--- START Material shown ---

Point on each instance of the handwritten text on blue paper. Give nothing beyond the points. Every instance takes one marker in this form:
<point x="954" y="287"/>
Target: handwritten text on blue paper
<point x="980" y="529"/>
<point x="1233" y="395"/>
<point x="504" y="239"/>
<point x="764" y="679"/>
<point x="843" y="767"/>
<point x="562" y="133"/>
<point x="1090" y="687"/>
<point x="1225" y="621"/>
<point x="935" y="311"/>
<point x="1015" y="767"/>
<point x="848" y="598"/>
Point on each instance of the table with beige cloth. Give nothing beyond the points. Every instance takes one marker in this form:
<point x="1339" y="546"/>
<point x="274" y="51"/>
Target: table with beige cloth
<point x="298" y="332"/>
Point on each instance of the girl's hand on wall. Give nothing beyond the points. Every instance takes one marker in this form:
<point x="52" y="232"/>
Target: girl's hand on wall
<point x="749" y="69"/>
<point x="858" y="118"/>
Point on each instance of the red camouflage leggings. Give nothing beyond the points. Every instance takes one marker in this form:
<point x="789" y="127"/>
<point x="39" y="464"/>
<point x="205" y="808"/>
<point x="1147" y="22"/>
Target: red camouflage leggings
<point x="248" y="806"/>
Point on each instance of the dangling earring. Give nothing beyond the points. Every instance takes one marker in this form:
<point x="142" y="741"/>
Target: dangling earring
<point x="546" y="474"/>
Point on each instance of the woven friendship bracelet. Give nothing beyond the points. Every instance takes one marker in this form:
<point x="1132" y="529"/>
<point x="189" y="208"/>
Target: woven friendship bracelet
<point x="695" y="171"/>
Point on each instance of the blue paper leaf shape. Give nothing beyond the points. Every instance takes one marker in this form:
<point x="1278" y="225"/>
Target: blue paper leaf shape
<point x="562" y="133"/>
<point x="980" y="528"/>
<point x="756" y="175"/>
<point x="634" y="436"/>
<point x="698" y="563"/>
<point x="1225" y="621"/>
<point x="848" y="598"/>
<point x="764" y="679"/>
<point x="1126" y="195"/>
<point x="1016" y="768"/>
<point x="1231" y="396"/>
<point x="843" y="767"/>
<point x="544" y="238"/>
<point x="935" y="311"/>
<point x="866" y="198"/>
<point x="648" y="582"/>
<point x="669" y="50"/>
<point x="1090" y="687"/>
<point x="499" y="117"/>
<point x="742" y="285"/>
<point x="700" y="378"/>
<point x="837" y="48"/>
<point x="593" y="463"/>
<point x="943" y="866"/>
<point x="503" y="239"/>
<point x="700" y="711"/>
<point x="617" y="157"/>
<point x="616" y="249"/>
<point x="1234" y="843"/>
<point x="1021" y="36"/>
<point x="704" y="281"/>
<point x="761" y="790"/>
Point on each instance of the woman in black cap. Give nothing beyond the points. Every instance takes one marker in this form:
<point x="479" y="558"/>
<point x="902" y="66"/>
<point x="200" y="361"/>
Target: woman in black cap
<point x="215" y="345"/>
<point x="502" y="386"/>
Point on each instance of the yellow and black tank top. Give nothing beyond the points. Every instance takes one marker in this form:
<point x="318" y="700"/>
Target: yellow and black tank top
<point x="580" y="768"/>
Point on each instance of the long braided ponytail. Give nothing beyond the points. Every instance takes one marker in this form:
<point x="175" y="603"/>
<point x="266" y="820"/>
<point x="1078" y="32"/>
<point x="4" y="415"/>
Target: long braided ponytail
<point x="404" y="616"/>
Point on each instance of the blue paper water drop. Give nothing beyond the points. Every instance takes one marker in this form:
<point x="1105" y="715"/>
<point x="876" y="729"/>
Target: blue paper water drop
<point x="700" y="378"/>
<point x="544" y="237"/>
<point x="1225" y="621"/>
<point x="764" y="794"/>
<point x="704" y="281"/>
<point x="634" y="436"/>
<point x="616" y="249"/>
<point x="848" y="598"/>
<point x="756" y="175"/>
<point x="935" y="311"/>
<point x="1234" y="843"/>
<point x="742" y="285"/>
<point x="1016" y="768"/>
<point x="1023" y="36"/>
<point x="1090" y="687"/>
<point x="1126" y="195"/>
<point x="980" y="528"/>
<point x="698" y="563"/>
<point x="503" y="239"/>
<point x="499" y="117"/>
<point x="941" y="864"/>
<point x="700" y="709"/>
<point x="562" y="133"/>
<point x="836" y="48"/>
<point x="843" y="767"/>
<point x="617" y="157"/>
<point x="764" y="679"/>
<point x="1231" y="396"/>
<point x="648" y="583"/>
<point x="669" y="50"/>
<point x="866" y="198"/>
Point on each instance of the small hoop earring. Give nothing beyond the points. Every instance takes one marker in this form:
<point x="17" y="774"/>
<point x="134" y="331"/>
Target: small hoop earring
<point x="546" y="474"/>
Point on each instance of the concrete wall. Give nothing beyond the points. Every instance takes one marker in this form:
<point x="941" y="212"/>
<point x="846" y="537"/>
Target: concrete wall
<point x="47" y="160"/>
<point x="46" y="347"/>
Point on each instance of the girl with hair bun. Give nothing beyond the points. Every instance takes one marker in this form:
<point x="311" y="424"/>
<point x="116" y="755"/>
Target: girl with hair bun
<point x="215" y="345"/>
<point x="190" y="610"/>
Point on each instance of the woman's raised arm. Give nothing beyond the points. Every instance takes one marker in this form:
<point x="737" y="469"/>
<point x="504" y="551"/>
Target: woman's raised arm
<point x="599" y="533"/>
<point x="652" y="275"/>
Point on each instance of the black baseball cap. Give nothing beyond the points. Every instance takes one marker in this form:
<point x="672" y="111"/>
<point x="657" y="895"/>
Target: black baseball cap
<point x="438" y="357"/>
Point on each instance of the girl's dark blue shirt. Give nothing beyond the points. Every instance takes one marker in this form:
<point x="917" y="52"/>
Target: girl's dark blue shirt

--- END Material shown ---

Extract the listing in its entirety, matching it exactly.

• Full output:
Point on each instance of the handwritten text on blue paper. Give nothing beyond the points. Every instance takes one marker in this form:
<point x="954" y="287"/>
Target: handwritten text on blue paper
<point x="980" y="529"/>
<point x="1233" y="395"/>
<point x="504" y="239"/>
<point x="764" y="679"/>
<point x="843" y="767"/>
<point x="562" y="133"/>
<point x="1090" y="687"/>
<point x="1225" y="621"/>
<point x="935" y="311"/>
<point x="1015" y="767"/>
<point x="848" y="598"/>
Point on each instance of the table with beige cloth. Give nothing beyond the points. Every instance takes one marker in this form:
<point x="1339" y="546"/>
<point x="274" y="51"/>
Target: table with beige cloth
<point x="298" y="332"/>
Point on each instance of the girl's hand on wall. Give nothing beyond the points. Every instance takes one marker in this form:
<point x="52" y="232"/>
Target: girl's hand on wall
<point x="749" y="69"/>
<point x="858" y="118"/>
Point on each instance of the red camouflage leggings. Give nothing beyond the points. Every instance takes one marker in this form:
<point x="789" y="127"/>
<point x="39" y="464"/>
<point x="205" y="808"/>
<point x="1147" y="22"/>
Target: red camouflage leggings
<point x="248" y="806"/>
Point on each instance of the dangling earring. Give nothing beyond the points. Every instance takes one marker in this form:
<point x="142" y="741"/>
Target: dangling earring
<point x="546" y="474"/>
Point on each instance of the woven friendship bracelet. Give nothing beyond the points. Every instance takes one marker in this form:
<point x="1132" y="529"/>
<point x="189" y="208"/>
Target: woven friendship bracelet
<point x="695" y="171"/>
Point on each instance of the blue paper leaf shape. Give nothing beyond the points. Every instance takes one marker in this form:
<point x="1278" y="225"/>
Target: blue paper leaf shape
<point x="562" y="133"/>
<point x="980" y="528"/>
<point x="756" y="175"/>
<point x="634" y="436"/>
<point x="698" y="563"/>
<point x="1225" y="621"/>
<point x="848" y="598"/>
<point x="764" y="679"/>
<point x="1126" y="195"/>
<point x="1016" y="768"/>
<point x="1231" y="396"/>
<point x="843" y="767"/>
<point x="544" y="238"/>
<point x="935" y="311"/>
<point x="866" y="198"/>
<point x="648" y="582"/>
<point x="669" y="50"/>
<point x="1090" y="687"/>
<point x="499" y="117"/>
<point x="742" y="285"/>
<point x="700" y="378"/>
<point x="837" y="48"/>
<point x="593" y="463"/>
<point x="943" y="866"/>
<point x="503" y="239"/>
<point x="700" y="711"/>
<point x="617" y="157"/>
<point x="616" y="249"/>
<point x="1234" y="843"/>
<point x="1021" y="36"/>
<point x="704" y="281"/>
<point x="761" y="790"/>
Point on each instance of the woman in black cap. Give nothing beyond the points. Every instance takes one marker in this form:
<point x="479" y="558"/>
<point x="902" y="66"/>
<point x="200" y="361"/>
Target: woman in black cap
<point x="215" y="345"/>
<point x="502" y="386"/>
Point on each instance of the yellow and black tank top. Give nothing beyond the points. Every instance takes one marker in this form:
<point x="318" y="700"/>
Target: yellow and black tank top
<point x="580" y="768"/>
Point on each instance of the long braided ponytail. Give nothing beyond the points. Every instance takes one marker in this form:
<point x="175" y="603"/>
<point x="266" y="820"/>
<point x="1078" y="32"/>
<point x="4" y="415"/>
Target: long braided ponytail
<point x="404" y="616"/>
Point on each instance of the blue paper water drop. Give nothing beyond the points. Every instance takes one marker in this form:
<point x="1105" y="715"/>
<point x="876" y="729"/>
Target: blue paper water drop
<point x="700" y="378"/>
<point x="544" y="237"/>
<point x="1225" y="621"/>
<point x="764" y="794"/>
<point x="704" y="281"/>
<point x="634" y="436"/>
<point x="616" y="249"/>
<point x="848" y="598"/>
<point x="756" y="175"/>
<point x="935" y="311"/>
<point x="1234" y="843"/>
<point x="742" y="285"/>
<point x="1016" y="768"/>
<point x="1023" y="36"/>
<point x="1090" y="687"/>
<point x="1126" y="195"/>
<point x="980" y="528"/>
<point x="698" y="563"/>
<point x="503" y="239"/>
<point x="499" y="117"/>
<point x="941" y="864"/>
<point x="700" y="709"/>
<point x="562" y="133"/>
<point x="836" y="48"/>
<point x="843" y="767"/>
<point x="617" y="157"/>
<point x="764" y="679"/>
<point x="1231" y="396"/>
<point x="648" y="583"/>
<point x="669" y="50"/>
<point x="866" y="198"/>
Point on each instance of the small hoop earring. Give nothing beyond the points. Every instance takes one marker in this form:
<point x="17" y="774"/>
<point x="134" y="331"/>
Target: small hoop earring
<point x="546" y="474"/>
Point on each instance of the concrete wall. Give nothing beyond the points. Every instance takes one marker in this form:
<point x="941" y="212"/>
<point x="846" y="537"/>
Target: concrete wall
<point x="47" y="160"/>
<point x="46" y="347"/>
Point on each instance of the girl with hair bun. Give nothing beyond the points. Every instance takes one marker in this form:
<point x="311" y="424"/>
<point x="116" y="755"/>
Target: girl with hair bun
<point x="215" y="345"/>
<point x="190" y="610"/>
Point on each instance of the woman's raised arm. Give nothing beyond the points. Every instance takes one marker in this form:
<point x="737" y="469"/>
<point x="504" y="551"/>
Target: woman's raised arm
<point x="599" y="533"/>
<point x="652" y="275"/>
Point on each instance of the black baseball cap. Give nothing beyond the points. Every instance takes one marker in this form:
<point x="672" y="111"/>
<point x="657" y="895"/>
Target: black baseball cap
<point x="438" y="357"/>
Point on each instance of the girl's dark blue shirt. Give nothing beyond the points. Every instance takes one marker in this form:
<point x="917" y="52"/>
Target: girl's dark blue shirt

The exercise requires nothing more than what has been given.